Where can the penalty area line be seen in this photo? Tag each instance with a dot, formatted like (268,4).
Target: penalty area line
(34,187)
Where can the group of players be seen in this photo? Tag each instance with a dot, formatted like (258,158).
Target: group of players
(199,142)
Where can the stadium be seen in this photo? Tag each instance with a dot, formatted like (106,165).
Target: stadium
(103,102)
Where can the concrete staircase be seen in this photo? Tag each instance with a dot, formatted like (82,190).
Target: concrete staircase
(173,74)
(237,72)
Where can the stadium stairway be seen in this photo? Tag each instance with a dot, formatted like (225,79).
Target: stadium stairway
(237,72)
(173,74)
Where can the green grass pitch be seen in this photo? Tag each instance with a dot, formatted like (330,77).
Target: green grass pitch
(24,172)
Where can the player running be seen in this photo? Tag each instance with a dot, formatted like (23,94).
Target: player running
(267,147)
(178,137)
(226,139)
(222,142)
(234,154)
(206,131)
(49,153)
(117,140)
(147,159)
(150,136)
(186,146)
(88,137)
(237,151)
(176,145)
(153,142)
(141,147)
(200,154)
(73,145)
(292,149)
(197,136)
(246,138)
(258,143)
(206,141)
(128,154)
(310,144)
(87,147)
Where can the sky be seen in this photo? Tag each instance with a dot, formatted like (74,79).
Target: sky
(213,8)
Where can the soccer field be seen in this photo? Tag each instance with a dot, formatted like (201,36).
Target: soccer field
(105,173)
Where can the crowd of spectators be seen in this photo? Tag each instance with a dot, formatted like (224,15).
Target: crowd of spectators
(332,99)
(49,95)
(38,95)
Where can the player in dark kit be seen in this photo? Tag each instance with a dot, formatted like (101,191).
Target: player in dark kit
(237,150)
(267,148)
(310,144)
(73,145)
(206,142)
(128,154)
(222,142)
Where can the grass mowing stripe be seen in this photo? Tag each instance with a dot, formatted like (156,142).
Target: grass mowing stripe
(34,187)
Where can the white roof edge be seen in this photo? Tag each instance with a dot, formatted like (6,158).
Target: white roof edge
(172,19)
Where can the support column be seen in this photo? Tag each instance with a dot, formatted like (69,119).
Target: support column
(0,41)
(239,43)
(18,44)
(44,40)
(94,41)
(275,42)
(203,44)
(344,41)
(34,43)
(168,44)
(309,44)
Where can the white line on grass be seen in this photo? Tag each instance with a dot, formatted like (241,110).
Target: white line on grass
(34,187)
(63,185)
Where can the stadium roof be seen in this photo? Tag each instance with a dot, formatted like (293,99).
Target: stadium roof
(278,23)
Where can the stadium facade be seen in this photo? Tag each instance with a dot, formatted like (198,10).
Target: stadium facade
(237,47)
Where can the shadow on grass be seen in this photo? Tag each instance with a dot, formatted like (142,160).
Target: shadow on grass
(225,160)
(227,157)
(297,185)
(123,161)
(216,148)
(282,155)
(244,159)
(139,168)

WORK TO COMPLETE:
Reproduce, word for word, the lines of the records from the line holding "Where can the soccer" through the last line of the records, both ends included.

EXERCISE RESPONSE:
Where can the soccer field be seen in this photo? Tag each instance with a dot, formatted like (201,36).
Target: soccer field
(105,173)
Where can the crowd of spectators be seen in this photo? Tag each instance with a dot, formatted like (224,15).
Target: crowd of spectators
(332,99)
(49,95)
(38,95)
Where can the player in dark kit be seen in this photo? Tag each instance with a dot, formatted like (101,191).
Target: player in dark kit
(237,150)
(267,148)
(310,144)
(73,145)
(206,142)
(128,154)
(222,142)
Where can the grass mowing stripe be seen in this photo? Tag each instance with a dot, formatted like (156,142).
Target: grass mowing stripe
(34,187)
Where can the white roof edge be seen in this photo? Tag each instance with a dot, formatted like (6,158).
Target: white roof edge
(172,19)
Where can the support column be seen in this photo? Tag each instance with a dot, formatted like (69,119).
Target: support column
(0,41)
(239,43)
(18,44)
(44,40)
(94,41)
(275,42)
(203,44)
(344,41)
(34,43)
(168,44)
(309,44)
Where can the white line on grass be seen in this photo? Tag each instance with a dot, formatted like (241,110).
Target: white line on grass
(34,187)
(63,185)
Where can the stadium roof be seen in this photo? Tag each instance with a dot, formatted like (293,99).
Target: stadium roof
(278,23)
Where can the stadium facade be seen in this photo? Tag each instance with a dot, formatted like (198,10).
Target: stadium facade
(237,47)
Where can the shadow on grass be seen in this photo? Tag each instance with a dot, formatted like (142,160).
Target: shadow on grass
(225,160)
(227,157)
(297,185)
(123,161)
(216,148)
(282,155)
(244,159)
(139,168)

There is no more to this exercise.